◆ **Supplied records**
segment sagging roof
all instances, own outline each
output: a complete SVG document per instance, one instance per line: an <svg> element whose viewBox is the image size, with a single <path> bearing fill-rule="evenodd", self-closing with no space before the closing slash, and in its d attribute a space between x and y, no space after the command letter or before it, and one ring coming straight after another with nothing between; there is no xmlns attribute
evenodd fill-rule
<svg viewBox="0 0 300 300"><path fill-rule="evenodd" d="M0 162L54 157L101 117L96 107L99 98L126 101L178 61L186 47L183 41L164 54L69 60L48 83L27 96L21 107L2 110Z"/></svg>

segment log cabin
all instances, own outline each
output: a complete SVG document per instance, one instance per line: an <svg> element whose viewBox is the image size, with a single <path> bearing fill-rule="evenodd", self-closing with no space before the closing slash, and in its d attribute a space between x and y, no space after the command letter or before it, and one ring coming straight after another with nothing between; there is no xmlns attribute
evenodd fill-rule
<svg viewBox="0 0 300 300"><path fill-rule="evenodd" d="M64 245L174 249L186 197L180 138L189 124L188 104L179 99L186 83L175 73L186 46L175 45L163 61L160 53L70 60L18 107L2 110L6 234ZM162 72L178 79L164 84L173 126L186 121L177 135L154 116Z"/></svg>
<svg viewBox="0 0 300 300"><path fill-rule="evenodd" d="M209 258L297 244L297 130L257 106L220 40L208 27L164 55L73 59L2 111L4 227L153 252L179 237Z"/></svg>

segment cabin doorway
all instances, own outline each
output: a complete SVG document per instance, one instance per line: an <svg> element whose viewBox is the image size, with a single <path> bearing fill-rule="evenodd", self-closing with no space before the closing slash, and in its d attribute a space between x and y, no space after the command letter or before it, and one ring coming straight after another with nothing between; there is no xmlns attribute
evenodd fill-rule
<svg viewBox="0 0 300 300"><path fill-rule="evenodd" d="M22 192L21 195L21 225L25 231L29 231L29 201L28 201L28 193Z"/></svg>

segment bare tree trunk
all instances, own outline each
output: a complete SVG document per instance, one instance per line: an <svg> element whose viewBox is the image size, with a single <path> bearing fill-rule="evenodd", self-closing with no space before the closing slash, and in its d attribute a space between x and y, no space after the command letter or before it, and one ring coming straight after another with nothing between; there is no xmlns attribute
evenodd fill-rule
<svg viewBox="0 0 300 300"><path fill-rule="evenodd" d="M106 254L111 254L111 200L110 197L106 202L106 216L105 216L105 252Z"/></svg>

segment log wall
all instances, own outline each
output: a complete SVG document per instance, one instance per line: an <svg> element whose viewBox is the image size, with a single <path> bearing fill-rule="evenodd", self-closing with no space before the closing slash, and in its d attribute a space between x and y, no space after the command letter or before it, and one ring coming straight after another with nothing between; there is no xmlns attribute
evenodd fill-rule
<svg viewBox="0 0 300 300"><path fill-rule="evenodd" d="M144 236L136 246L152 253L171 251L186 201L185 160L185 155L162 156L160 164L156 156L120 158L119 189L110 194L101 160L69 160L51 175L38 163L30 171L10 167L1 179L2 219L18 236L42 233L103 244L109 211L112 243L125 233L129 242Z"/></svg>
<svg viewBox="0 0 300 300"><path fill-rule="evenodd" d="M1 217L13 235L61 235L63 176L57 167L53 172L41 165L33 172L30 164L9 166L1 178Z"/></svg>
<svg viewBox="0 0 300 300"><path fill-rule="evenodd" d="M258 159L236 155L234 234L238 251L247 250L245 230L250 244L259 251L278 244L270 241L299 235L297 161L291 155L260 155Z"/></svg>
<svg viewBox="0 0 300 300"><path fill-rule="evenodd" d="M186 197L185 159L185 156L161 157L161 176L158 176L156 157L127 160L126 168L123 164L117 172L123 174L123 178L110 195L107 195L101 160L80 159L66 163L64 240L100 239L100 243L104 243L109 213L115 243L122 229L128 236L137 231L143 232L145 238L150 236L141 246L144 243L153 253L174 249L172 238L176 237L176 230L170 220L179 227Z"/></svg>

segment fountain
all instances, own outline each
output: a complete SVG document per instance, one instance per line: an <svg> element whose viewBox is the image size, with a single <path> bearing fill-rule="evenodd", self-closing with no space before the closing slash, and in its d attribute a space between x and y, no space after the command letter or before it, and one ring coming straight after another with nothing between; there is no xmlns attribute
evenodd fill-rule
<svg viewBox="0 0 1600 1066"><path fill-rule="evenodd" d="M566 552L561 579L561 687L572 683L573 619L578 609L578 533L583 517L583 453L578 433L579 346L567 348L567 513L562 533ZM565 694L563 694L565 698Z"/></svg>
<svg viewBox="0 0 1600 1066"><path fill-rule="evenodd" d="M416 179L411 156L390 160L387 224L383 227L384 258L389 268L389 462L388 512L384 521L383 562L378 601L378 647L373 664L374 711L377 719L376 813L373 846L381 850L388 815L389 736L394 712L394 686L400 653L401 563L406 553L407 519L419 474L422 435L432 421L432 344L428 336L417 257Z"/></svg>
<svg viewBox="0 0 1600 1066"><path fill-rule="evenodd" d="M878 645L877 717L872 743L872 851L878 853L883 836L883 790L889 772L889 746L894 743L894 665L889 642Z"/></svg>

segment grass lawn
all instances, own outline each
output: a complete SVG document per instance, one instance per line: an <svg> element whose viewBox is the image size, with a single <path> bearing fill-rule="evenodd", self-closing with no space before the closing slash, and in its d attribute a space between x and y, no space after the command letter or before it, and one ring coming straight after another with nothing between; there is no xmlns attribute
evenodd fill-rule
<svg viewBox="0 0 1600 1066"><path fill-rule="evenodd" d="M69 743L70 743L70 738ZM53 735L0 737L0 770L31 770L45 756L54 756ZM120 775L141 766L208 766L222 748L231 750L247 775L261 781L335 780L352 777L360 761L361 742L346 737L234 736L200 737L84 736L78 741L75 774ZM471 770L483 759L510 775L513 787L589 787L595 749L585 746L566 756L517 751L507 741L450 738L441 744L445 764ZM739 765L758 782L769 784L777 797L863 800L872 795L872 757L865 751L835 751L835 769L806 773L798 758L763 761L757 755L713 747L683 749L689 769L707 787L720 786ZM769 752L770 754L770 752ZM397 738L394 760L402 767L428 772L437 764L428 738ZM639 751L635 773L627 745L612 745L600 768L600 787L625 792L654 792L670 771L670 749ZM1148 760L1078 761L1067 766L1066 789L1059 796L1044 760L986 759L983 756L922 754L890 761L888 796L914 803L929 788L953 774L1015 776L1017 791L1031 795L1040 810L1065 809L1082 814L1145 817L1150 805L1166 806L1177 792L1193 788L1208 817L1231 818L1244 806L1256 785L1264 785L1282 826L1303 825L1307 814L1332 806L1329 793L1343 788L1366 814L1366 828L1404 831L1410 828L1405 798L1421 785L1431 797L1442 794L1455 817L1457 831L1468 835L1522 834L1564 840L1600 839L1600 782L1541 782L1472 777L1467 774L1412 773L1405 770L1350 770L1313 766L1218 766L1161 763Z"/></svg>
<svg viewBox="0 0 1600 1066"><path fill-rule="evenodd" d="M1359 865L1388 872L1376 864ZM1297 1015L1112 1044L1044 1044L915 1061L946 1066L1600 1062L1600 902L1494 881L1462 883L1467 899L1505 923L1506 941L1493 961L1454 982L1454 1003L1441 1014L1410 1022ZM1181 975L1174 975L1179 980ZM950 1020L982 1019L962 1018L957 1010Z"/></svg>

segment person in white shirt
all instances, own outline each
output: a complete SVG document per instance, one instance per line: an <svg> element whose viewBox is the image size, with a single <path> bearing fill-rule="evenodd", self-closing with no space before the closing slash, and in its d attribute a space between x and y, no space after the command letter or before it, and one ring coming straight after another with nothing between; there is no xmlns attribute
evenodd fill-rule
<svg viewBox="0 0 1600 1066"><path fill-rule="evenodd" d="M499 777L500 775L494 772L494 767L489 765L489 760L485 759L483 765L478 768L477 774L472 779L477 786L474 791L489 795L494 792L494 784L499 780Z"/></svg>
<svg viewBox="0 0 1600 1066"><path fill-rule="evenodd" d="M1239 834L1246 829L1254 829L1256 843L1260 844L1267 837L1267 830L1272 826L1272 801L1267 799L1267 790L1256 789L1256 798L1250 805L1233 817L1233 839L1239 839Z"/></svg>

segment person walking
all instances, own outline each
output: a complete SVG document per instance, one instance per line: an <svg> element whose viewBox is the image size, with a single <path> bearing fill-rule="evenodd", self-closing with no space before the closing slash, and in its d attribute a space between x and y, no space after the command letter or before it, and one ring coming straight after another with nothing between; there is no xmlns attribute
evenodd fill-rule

◆ **Task objective**
Wherever the string "person" appears in the entries, copy that line.

◆ **Completed exercise**
segment person in white shirt
segment person walking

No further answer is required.